*Task to carry out*
Would you set down the whole listing again exactly as it appears?

Dataset: Begin

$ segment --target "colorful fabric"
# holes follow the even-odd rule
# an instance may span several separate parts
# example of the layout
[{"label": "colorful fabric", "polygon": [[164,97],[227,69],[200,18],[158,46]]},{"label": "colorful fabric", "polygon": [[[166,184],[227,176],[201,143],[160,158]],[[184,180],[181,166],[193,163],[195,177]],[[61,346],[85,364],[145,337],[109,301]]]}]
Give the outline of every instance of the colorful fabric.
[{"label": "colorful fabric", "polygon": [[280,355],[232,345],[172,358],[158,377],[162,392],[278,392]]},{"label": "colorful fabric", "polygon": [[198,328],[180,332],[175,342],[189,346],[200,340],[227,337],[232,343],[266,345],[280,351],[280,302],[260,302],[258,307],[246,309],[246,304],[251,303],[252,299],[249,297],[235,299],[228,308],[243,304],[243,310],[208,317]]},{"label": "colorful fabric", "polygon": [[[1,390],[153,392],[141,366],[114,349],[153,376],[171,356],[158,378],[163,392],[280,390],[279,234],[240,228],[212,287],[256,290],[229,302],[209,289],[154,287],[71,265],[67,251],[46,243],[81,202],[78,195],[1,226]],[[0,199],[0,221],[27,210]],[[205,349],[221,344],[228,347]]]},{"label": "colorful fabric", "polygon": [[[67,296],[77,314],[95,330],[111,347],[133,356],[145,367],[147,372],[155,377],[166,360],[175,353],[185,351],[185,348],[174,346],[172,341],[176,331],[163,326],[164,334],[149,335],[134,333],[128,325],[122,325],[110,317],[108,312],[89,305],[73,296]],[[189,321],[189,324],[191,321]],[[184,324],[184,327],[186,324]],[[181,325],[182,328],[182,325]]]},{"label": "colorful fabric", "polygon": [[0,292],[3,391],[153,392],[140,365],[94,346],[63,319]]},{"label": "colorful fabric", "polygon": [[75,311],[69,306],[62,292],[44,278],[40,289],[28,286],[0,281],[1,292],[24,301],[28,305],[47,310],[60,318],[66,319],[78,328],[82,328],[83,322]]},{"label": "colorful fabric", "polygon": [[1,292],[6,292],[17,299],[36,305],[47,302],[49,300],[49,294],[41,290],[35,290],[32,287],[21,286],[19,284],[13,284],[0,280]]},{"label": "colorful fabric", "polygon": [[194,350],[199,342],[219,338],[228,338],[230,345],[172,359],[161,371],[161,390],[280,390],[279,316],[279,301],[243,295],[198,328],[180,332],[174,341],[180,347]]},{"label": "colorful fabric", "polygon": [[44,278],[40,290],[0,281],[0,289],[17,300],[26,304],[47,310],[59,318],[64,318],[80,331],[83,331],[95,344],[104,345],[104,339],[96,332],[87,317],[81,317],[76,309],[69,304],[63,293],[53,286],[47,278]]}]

Dataset: End

*Solution to this exercise*
$ segment --target "colorful fabric"
# holes follow the even-odd rule
# an instance may span several separate parts
# example of the layout
[{"label": "colorful fabric", "polygon": [[164,97],[227,69],[200,18],[158,46]]},{"label": "colorful fabric", "polygon": [[[166,184],[227,176],[201,143],[160,158]],[[184,180],[181,166],[193,163],[195,177]],[[61,346],[85,364],[145,337],[109,301]]]}]
Give the outline of every instance of the colorful fabric.
[{"label": "colorful fabric", "polygon": [[280,355],[232,345],[172,358],[158,377],[162,392],[278,392]]},{"label": "colorful fabric", "polygon": [[198,328],[180,332],[175,342],[189,346],[200,340],[227,337],[232,343],[266,345],[280,351],[280,302],[260,302],[258,307],[246,309],[246,304],[251,303],[252,299],[249,297],[235,299],[228,308],[243,304],[243,310],[208,317]]},{"label": "colorful fabric", "polygon": [[[1,390],[153,392],[141,366],[114,349],[153,376],[171,356],[158,378],[163,392],[280,390],[279,234],[240,228],[212,287],[256,290],[229,302],[209,289],[154,287],[71,265],[67,251],[46,243],[81,202],[78,195],[1,226]],[[0,199],[0,221],[27,210]],[[205,349],[221,344],[228,347]]]},{"label": "colorful fabric", "polygon": [[[67,296],[77,314],[95,330],[111,347],[133,356],[145,367],[147,372],[155,377],[166,360],[175,353],[185,351],[185,348],[174,346],[172,341],[176,331],[163,326],[164,334],[149,335],[134,333],[128,325],[122,325],[110,317],[108,312],[89,305],[73,296]],[[189,321],[189,324],[191,321]],[[184,324],[184,327],[186,324]],[[181,325],[182,328],[182,325]]]},{"label": "colorful fabric", "polygon": [[0,292],[3,391],[153,392],[140,365],[94,346],[63,319]]},{"label": "colorful fabric", "polygon": [[75,311],[69,306],[62,292],[44,278],[40,289],[28,286],[0,281],[1,292],[24,301],[28,305],[47,310],[60,318],[66,319],[78,328],[82,328],[83,322]]},{"label": "colorful fabric", "polygon": [[1,292],[6,292],[17,299],[36,305],[47,302],[49,300],[49,294],[41,290],[35,290],[32,287],[21,286],[19,284],[13,284],[0,280]]},{"label": "colorful fabric", "polygon": [[194,350],[199,342],[219,338],[228,338],[230,345],[172,359],[161,371],[161,390],[280,390],[279,316],[279,301],[243,295],[198,328],[180,332],[174,341],[180,347]]},{"label": "colorful fabric", "polygon": [[44,278],[40,290],[0,281],[0,289],[17,300],[26,304],[47,310],[59,318],[64,318],[80,331],[83,331],[95,344],[104,345],[104,339],[96,332],[87,317],[81,317],[76,309],[69,304],[63,293],[53,286],[47,278]]}]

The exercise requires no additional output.